Requisito = Por favor, transcreva todas as linhas abaixo, sem alterar nenhum caractere.

----

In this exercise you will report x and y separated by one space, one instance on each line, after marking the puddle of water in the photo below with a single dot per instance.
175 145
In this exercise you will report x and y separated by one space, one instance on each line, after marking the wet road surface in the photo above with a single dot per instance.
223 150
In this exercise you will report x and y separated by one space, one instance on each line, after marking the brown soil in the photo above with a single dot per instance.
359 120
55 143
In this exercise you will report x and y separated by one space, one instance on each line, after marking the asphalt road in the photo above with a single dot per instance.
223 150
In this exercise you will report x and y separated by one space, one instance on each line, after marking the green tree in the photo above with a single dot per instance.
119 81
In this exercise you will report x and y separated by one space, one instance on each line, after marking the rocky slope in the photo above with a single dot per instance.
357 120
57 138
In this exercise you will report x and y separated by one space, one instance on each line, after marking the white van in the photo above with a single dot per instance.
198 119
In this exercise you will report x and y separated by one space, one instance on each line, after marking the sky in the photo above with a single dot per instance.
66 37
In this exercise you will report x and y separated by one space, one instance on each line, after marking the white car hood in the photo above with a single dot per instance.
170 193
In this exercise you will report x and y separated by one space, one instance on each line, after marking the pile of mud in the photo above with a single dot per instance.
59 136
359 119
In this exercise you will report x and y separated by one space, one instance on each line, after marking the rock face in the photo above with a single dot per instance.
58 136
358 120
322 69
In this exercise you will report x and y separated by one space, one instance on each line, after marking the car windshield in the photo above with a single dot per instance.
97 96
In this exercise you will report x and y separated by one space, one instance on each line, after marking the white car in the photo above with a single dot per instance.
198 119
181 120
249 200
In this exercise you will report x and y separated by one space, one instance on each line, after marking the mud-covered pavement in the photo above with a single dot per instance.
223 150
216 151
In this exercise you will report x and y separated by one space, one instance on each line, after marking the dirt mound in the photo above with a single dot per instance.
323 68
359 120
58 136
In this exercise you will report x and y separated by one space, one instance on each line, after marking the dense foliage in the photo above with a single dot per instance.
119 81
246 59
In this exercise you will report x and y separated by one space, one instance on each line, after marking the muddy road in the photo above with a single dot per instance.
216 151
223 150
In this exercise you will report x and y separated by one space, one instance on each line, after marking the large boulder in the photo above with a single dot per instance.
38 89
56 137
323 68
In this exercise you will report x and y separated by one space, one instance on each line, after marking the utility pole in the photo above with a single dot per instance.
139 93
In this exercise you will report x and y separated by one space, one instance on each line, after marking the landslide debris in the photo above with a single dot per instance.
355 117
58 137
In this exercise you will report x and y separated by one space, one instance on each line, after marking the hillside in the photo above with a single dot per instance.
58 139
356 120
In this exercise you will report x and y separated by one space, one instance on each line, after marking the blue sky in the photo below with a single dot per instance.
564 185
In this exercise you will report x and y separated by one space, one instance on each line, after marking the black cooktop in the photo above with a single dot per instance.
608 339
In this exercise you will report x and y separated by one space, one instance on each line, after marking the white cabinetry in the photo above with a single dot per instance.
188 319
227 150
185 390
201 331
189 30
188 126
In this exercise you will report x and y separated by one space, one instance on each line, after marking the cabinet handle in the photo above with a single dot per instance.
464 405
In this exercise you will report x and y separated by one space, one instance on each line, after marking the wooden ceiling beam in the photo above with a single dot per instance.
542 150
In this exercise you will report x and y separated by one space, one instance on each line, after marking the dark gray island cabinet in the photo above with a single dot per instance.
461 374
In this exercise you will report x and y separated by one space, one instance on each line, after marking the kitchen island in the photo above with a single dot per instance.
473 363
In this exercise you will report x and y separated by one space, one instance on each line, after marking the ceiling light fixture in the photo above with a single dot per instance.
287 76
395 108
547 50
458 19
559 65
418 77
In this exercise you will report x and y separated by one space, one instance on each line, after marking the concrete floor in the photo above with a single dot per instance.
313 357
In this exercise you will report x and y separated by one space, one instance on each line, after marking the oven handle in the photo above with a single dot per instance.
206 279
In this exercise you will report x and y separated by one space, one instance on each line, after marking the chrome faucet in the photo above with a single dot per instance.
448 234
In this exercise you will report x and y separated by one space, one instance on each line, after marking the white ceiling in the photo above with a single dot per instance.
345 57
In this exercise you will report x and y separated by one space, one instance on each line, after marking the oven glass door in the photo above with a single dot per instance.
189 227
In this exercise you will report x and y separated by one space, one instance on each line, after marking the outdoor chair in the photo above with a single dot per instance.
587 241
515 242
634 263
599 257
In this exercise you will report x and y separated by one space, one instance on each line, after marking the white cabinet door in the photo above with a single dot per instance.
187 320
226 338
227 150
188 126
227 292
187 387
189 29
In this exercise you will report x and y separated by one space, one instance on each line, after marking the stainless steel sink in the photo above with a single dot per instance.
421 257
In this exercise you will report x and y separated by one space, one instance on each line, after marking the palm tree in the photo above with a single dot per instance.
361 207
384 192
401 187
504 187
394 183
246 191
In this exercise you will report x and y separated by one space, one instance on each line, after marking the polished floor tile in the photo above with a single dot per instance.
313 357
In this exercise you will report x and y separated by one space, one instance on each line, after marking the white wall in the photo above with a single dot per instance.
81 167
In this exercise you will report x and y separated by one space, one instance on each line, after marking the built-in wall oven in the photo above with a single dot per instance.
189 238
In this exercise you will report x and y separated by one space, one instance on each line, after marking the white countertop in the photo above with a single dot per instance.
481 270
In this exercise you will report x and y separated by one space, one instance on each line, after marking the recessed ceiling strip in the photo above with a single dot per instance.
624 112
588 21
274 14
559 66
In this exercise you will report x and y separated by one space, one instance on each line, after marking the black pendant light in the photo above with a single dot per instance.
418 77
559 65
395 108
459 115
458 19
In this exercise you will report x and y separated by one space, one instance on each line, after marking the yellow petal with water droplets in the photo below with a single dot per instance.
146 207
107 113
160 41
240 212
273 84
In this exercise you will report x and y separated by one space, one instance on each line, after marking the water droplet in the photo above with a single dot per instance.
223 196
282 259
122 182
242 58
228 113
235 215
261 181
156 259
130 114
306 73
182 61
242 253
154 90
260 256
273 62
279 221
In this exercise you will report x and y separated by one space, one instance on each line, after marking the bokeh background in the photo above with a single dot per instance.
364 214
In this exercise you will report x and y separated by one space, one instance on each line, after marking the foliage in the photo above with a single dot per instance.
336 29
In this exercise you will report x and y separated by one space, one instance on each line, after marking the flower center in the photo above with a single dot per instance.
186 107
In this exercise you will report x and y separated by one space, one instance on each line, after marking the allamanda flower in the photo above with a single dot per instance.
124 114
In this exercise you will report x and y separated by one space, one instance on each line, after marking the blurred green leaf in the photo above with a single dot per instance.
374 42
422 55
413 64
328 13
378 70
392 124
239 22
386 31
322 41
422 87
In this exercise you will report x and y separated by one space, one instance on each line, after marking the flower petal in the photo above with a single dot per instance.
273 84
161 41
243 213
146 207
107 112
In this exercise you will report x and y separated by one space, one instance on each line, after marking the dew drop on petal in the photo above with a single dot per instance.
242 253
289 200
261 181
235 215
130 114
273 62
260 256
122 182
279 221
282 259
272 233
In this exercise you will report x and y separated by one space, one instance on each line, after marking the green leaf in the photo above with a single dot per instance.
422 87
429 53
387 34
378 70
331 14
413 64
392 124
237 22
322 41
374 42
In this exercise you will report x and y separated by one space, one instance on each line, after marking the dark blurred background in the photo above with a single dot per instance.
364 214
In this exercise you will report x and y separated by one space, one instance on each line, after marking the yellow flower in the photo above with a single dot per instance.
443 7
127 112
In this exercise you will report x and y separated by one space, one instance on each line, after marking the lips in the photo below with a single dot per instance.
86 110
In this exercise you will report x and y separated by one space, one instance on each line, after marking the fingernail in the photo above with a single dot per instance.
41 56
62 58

----

Resultado da tarefa =
In this exercise you will report x and y separated by one space, one instance on each line, after marking the puddle of water in the photo below with a single dot per instance.
175 145
In this exercise you will report x and y separated by one space, one instance on each line, after marking the wet road surface in the photo above with a single dot per instance.
223 150
In this exercise you will report x and y separated by one space, one instance on each line, after marking the brown soil in the photo above with a single dot per instance.
359 120
55 143
In this exercise you will report x and y separated by one space, one instance on each line, after marking the asphalt road in the photo above with a single dot per instance.
223 150
In this exercise you will report x and y separated by one space, one instance on each line, after marking the green tree in the photo above with a single dot per instance.
119 81
In this exercise you will report x and y separated by one space, one instance on each line, after marking the rocky slope in the photo above with a single dot per instance.
357 120
57 138
In this exercise you will report x and y separated by one space, one instance on each line, after marking the white van in the photo above with a single dot per instance.
198 119
In this exercise you will report x and y separated by one space, one instance on each line, after marking the sky in the photo above with a single dot per instance.
66 37
In this exercise you will report x and y separated by one space, one instance on each line, after marking the white car hood in the photo above with a single dot per instance.
170 193
In this exercise you will report x and y separated by one space, one instance on each line, after marking the pile of mud in the photo above with a single dot per instance.
59 136
359 119
In this exercise you will report x and y separated by one space, one instance on each line, after marking the rock face in the photo above with a single dot per instance.
58 136
358 120
322 69
In this exercise you will report x and y separated by one space, one instance on each line, after marking the car windshield in the photo above with a single dot per instance.
97 96
In this exercise you will report x and y separated by one space, one instance on each line, after marking the white car in the photo above with a single dot per instance.
198 119
181 120
249 200
In this exercise you will report x and y separated by one space, one instance on each line, after marking the mud-covered pavement in the photo above with a single dot per instance.
223 150
216 151
In this exercise you will report x and y separated by one space, one instance on each line, after marking the dirt mound in the photo above with a single dot per instance.
323 68
359 120
58 136
In this exercise you will report x and y separated by one space, one instance on each line, after marking the dense foliage in the photo above with a single dot per instance.
119 81
246 59
In this exercise you will report x and y separated by one space, one instance on each line, after marking the muddy road in the photo above with a single dot per instance.
216 151
223 150
In this exercise you will report x and y separated by one space, one instance on each line, after marking the large boulder in the photo above with a single dot per instance.
38 89
56 137
323 68
In this exercise you will report x and y separated by one space, one instance on each line, after marking the utility pole in the photo above with a single dot per instance.
139 93
In this exercise you will report x and y separated by one space, one instance on each line, after marking the landslide debris in the photo above with a single dot per instance.
355 117
58 137
In this exercise you will report x and y separated by one space, one instance on each line, after marking the hillside in the photo above with a single dot per instance.
58 139
356 120
In this exercise you will report x and y separated by one space, one instance on each line, after marking the blue sky in the photo below with a single dot per instance.
564 185
In this exercise you will report x and y separated by one space, one instance on each line, after marking the black cooktop in the photo above with a single dot per instance.
608 339
In this exercise you will report x and y separated by one space, one instance on each line, after marking the white cabinetry in the photo above with a single dot per instance.
188 319
227 150
185 390
201 331
189 30
188 126
In this exercise you will report x and y separated by one space, one instance on each line, after marking the cabinet handle in the photo above with a single dot per instance.
464 405
In this exercise you will report x and y separated by one space, one instance on each line, after marking the wooden ceiling beam in the photo above with a single dot per instance.
542 150
In this exercise you will report x and y separated by one space, one instance on each line, after marking the dark gray island cabinet in the photo above with a single dot per instance.
461 374
In this exercise you will report x and y separated by one space, one instance on each line, after marking the kitchen island in the photo above with a single dot per instance.
473 363
In this exercise you will report x and y separated by one space, one instance on each line, after marking the ceiling light fixture in the photo above with a single dot per instance.
287 76
395 108
547 50
458 19
559 65
418 77
In this exercise you will report x and y separated by one space, one instance on each line, after marking the concrete floor in the photo above with a single dot per instance.
313 357
In this exercise you will report x and y separated by one space, one instance on each line, after marking the oven handle in the photo above with a single dot per instance.
206 279
In this exercise you will report x and y separated by one space, one instance on each line, after marking the chrome faucet in the photo above with a single dot per instance.
448 234
In this exercise you will report x and y separated by one space, one instance on each line, after marking the white ceiling in the photo above with a single dot per instance.
345 57
In this exercise you will report x and y separated by one space, one instance on each line, after marking the oven glass door in the photo above with a single dot per instance.
189 227
In this exercise you will report x and y separated by one space, one instance on each line, after marking the outdoor chair in the photo above with a single dot per instance.
587 241
515 242
634 263
599 257
In this exercise you will report x and y separated by one space, one instance on each line, after marking the white cabinet door in the photo above with a single dot per instance.
187 320
226 338
227 150
188 126
227 292
187 387
189 29
In this exercise you will report x and y separated by one space, one instance on each line, after marking the stainless steel sink in the photo above with a single dot per instance.
421 257
In this exercise you will report x and y separated by one space, one instance on each line, after marking the palm tree in the photo above with a single dot per instance.
361 207
384 192
401 187
504 187
394 183
246 191
In this exercise you will report x and y separated by one space, one instance on each line, after marking the polished floor tile in the photo above with a single dot per instance.
313 357
In this exercise you will report x and y separated by one space, one instance on each line, after marking the white wall in the photo above with a single dot per instance.
81 167
In this exercise you will report x and y separated by one space, one instance on each line, after marking the built-in wall oven in the photo above with a single dot per instance.
189 238
In this exercise you will report x and y separated by one space, one instance on each line, after marking the white countertop in the photo above with a single dot per instance.
481 270
In this exercise you will report x and y separated by one space, one instance on each line, after marking the recessed ceiling strip in the photo above with a single dot per instance.
624 112
588 21
274 14
559 66
In this exercise you will report x and y separated by one space, one instance on each line, after marking the black pendant light in the photo above with a single dot per instance.
418 77
559 65
395 108
459 115
458 19
In this exercise you will report x and y separated by one space, one instance on each line, after marking the yellow petal with water droplets in the photo below with a single dot per instance.
146 207
107 113
160 41
240 212
273 84
In this exercise you will report x and y separated by one space, one instance on each line, after marking the water droplet in the photo above with a single dot per instance.
223 196
282 259
122 182
242 58
228 113
235 215
261 181
156 259
130 114
306 73
182 61
242 253
154 90
260 256
273 62
279 221
In this exercise you will report x and y separated by one space, one instance on each line, after marking the bokeh background in the photo above with a single dot per instance.
364 214
In this exercise you will report x and y separated by one space, one instance on each line, after marking the foliage in the photo above with a single dot per instance.
336 29
In this exercise you will report x and y separated by one space, one instance on each line, after marking the flower center in the photo above with a single dot per instance.
186 107
In this exercise you will report x and y separated by one space, one instance on each line, after marking the allamanda flower in the photo above with a single dot per instance.
124 114
In this exercise you will report x and y separated by one space, one instance on each line, after marking the blurred green leaf in the photo above with a single dot per instance.
374 42
422 55
413 64
328 13
378 70
392 124
239 22
386 31
322 41
422 87
In this exercise you will report x and y separated by one space, one instance on each line, after marking the flower petal in the photo above with a single dot per instance.
273 84
161 41
243 213
146 207
107 112
In this exercise you will report x and y separated by one space, one instance on each line, after marking the dew drop on petal in the photo above with a single dot per instance.
242 253
289 200
261 181
235 215
130 114
273 62
260 256
122 182
279 221
282 259
272 233
In this exercise you will report x and y separated by one space, one instance on each line, after marking the green leaf in the photo above with a single dot per instance.
422 87
429 53
387 34
378 70
331 14
413 64
392 124
237 22
322 41
374 42
In this exercise you will report x and y separated by one space, one instance on each line, after marking the dark blurred background in the photo above with a single dot per instance.
364 214
In this exercise you will report x and y separated by one space, one instance on each line, after marking the yellow flower in the photo above with a single dot per instance.
443 7
127 112
In this exercise you will report x and y separated by one space, one instance on each line, after marking the lips in the photo below with a single dot per instance.
86 110
In this exercise you will report x and y separated by one space, one instance on each line, after marking the fingernail in the photo above with a single dot per instance.
41 56
62 58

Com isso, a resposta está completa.